§ **REQUIRED ACTION**: Transcribe the passage of the text on delays to frontier AI in the EU and UK from "This work represents" to "delays or non-releases.", reproducing its wording precisely.

§ **TEXT SECTION**:
○ ○ ○ ○ ○ ○ ○

Delays to Frontier AI in the EU and UK

Delays to Frontier AI in the EU and UK

Analysis of 375 LLM Releases by Meta, Google, OpenAI, and Anthropic

This work represents the views of its authors, rather than the views of the organization, and does not constitute legal advice. GovAI technical reports have received extensive feedback, but have not gone through formal peer review.

  • In recent years, frontier AI companies have sometimes delayed the release of new models to the EU and UK – or not released them at all. To what extent has this happened, and to what extent were regulatory barriers the cause?
  • To investigate this, we collated and analyzed a dataset of 375 LLM releases by Meta, Google, OpenAI, and Anthropic over an eight-year period (June 2018 – May 2026), and used public sources to assess the most likely reason for delays or non-releases.
  • By doing so, we hope to inform the design and implementation of AI regulation – in particular, how decision makers weigh regulatory objectives against the risk of models being delayed or withheld from their markets.

How often are models delayed or not released on the EU and UK markets?

  • Relative to the US, we find that 11% of model releases were delayed or not released to the EU, and 7% were delayed or not released to the UK.
  • The UK saw no delays in accessing the model ranked highest on the Epoch Capabilities Index at any point. The EU faced a 71-day delay for the web-app release of Claude 3 Opus while it ranked as the highest-performing model; API access, which developers use to build applications, was simultaneous with the US.
  • Meta had the highest overall rate of delays and non-releases of any company in our dataset, with ~26% of its releases delayed or withheld in the EU and ~15% in the UK.
  • We generally see a reduction in delays and non-releases over time. This could reflect companies transitioning from research to commercial organizations, with mature compliance functions and greater incentive to deploy broadly. It may also be due to greater regulatory certainty as EU and UK regulators clarified how data protection regulation applies to LLM-based services.

○ ○ ○ ○ ○ ○ ○

§ **SOURCE MATERIAL**:
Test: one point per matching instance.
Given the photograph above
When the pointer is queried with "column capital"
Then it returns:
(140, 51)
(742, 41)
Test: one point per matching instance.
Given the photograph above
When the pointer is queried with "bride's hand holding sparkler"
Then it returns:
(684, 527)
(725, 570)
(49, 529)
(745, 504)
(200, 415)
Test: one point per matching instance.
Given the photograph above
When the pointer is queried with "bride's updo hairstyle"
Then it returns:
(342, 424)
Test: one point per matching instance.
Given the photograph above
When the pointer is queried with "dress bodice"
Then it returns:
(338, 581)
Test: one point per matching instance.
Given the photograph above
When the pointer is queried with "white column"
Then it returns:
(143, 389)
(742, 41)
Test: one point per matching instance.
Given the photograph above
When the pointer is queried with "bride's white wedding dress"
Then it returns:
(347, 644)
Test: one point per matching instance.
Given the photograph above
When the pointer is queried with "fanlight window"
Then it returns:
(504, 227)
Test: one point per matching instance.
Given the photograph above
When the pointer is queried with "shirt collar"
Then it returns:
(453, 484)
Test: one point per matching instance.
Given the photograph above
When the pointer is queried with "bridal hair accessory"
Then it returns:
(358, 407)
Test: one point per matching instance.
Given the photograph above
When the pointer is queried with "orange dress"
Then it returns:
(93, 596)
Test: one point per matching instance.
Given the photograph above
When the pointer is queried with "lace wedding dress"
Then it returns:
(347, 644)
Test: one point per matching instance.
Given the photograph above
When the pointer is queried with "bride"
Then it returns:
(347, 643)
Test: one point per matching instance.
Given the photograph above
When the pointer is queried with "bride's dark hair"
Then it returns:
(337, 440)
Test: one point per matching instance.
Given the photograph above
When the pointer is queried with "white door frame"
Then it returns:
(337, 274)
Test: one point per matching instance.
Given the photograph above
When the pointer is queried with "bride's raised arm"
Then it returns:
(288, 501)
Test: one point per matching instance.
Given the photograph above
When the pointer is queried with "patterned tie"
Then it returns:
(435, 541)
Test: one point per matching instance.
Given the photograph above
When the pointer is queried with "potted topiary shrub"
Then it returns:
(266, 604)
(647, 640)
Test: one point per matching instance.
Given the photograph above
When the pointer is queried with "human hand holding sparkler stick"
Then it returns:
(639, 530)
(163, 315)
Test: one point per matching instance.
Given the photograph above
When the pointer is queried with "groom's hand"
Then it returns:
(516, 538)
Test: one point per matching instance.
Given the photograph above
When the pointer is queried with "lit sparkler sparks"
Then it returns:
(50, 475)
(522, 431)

○ ○ ○ ○ ○ ○ ○

§ **ANSWER SPACE**:
This work represents the views of its authors, rather than the views of the organization, and does not constitute legal advice. GovAI technical reports have received extensive feedback, but have not gone through formal peer review.

  • In recent years, frontier AI companies have sometimes delayed the release of new models to the EU and UK – or not released them at all. To what extent has this happened, and to what extent were regulatory barriers the cause?
  • To investigate this, we collated and analyzed a dataset of 375 LLM releases by Meta, Google, OpenAI, and Anthropic over an eight-year period (June 2018 – May 2026), and used public sources to assess the most likely reason for delays or non-releases.